== Given data ==
——
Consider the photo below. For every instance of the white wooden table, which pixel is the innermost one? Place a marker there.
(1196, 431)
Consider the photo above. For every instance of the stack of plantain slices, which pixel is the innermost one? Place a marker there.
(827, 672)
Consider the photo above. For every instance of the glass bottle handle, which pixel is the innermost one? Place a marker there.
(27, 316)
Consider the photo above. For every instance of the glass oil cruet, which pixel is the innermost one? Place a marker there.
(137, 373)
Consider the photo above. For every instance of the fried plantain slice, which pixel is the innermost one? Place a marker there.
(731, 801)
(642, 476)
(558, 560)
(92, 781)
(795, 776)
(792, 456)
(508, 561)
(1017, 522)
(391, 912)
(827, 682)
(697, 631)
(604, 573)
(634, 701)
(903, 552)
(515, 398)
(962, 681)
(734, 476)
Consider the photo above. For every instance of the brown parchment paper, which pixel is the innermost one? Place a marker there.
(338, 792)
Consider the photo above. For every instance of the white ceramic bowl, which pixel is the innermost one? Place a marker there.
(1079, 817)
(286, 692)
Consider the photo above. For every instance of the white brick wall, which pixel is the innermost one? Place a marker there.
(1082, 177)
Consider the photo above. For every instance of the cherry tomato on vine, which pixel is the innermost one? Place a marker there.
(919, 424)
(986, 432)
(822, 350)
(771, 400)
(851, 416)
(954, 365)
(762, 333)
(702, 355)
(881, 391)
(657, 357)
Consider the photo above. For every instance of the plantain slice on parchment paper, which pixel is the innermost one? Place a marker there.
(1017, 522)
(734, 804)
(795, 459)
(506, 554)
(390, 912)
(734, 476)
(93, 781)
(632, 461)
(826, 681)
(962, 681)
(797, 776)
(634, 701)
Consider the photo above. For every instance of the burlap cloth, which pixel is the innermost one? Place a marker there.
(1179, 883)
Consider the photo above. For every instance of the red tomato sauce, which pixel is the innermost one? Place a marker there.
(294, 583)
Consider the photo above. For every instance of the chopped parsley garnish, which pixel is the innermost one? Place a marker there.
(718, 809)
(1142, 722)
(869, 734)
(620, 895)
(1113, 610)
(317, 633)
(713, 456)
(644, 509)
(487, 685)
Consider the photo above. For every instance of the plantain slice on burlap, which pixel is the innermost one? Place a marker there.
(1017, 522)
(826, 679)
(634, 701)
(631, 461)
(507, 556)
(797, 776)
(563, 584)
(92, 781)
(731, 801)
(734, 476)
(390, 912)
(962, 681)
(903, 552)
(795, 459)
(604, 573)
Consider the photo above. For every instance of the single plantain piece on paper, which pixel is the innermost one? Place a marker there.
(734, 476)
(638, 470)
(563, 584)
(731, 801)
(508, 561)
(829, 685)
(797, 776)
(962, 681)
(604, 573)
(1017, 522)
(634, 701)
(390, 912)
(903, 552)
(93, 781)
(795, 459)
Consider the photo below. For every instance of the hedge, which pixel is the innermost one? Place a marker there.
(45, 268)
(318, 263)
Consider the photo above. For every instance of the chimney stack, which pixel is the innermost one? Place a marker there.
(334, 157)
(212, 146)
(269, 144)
——
Give all of the lines above again, exactly as they are.

== Finished task ==
Consider the photo below. For every instance of the white wooden table, which pixel is the innermost one? Place a marker there.
(1196, 431)
Consider the photo above. For every instance of the stack of plantain slices, which pixel is the innermost one? Place a marker there.
(827, 672)
Consider the photo above. For every instance of the glass bottle handle, which pixel is the innermost one? Place a marker there.
(27, 316)
Consider the photo above. For every instance of the glass oil cruet, which pixel is the innermost one? Place a marker there.
(137, 373)
Consider the photo above. For every instance of the fried plantain slice, which pixel is the innermost one? Place a marker there.
(731, 801)
(642, 476)
(558, 560)
(92, 781)
(795, 776)
(792, 456)
(508, 561)
(1017, 522)
(391, 912)
(827, 682)
(697, 631)
(604, 573)
(634, 701)
(903, 552)
(515, 398)
(962, 681)
(734, 476)
Consider the photo above. For every instance of the brown parchment paper, which pixel is the innermost one? Place a marker there.
(338, 792)
Consider the photo above. For every instance of the white ceramic bowl, which pixel is the innermost one? Place a marker there.
(1079, 817)
(286, 692)
Consider the photo above. For every instance of the white brick wall, which pixel is the innermost one? Place a marker there.
(1082, 177)
Consider the photo above. For every instance of the cherry tomato on vine, which pixel is the innermost one? Place a marker there.
(919, 424)
(986, 432)
(822, 350)
(771, 400)
(851, 416)
(954, 365)
(762, 333)
(702, 355)
(881, 391)
(657, 357)
Consider the photo above. For every instance of the plantain slice on parchment paper, which pixel is the innermost one? Place a marker there.
(1017, 522)
(734, 804)
(795, 459)
(506, 554)
(390, 912)
(734, 476)
(93, 781)
(632, 461)
(826, 681)
(962, 681)
(797, 776)
(634, 701)
Consider the photo above. For every instance of the burlap cloth, which pixel is the innermost one? Place a marker there.
(1179, 883)
Consider the photo above. For every instance of the red tomato sauce, which pixel is the innermost one? Place a marker there.
(294, 583)
Consider the photo above. For every instance of the chopped parsley garnish, which pixel is the innermost one? Place a marker there.
(718, 809)
(1142, 722)
(869, 734)
(620, 895)
(1113, 610)
(317, 633)
(713, 456)
(644, 509)
(487, 685)
Consider the photo above. For every instance of the plantain slice on burlap, which pixel is the innermost one? Place a marker there.
(1017, 522)
(826, 679)
(634, 701)
(631, 461)
(507, 556)
(797, 776)
(563, 584)
(92, 781)
(731, 801)
(734, 476)
(390, 912)
(962, 681)
(903, 552)
(795, 459)
(604, 573)
Consider the photo above. For every instance of the single plantain piece on paper, which pixel is the innermost one? Place a marker there.
(734, 476)
(638, 470)
(563, 584)
(731, 801)
(508, 561)
(829, 685)
(797, 776)
(962, 681)
(604, 573)
(1017, 522)
(634, 701)
(390, 912)
(903, 552)
(93, 781)
(795, 459)
Consider the photo below. For every instance of the hedge, which pixel is the innermost one? Place a marker there.
(45, 268)
(318, 263)
Consider the photo above. For every instance of the chimney stack, which pixel is the innermost one? Place a marker there.
(334, 157)
(212, 146)
(269, 144)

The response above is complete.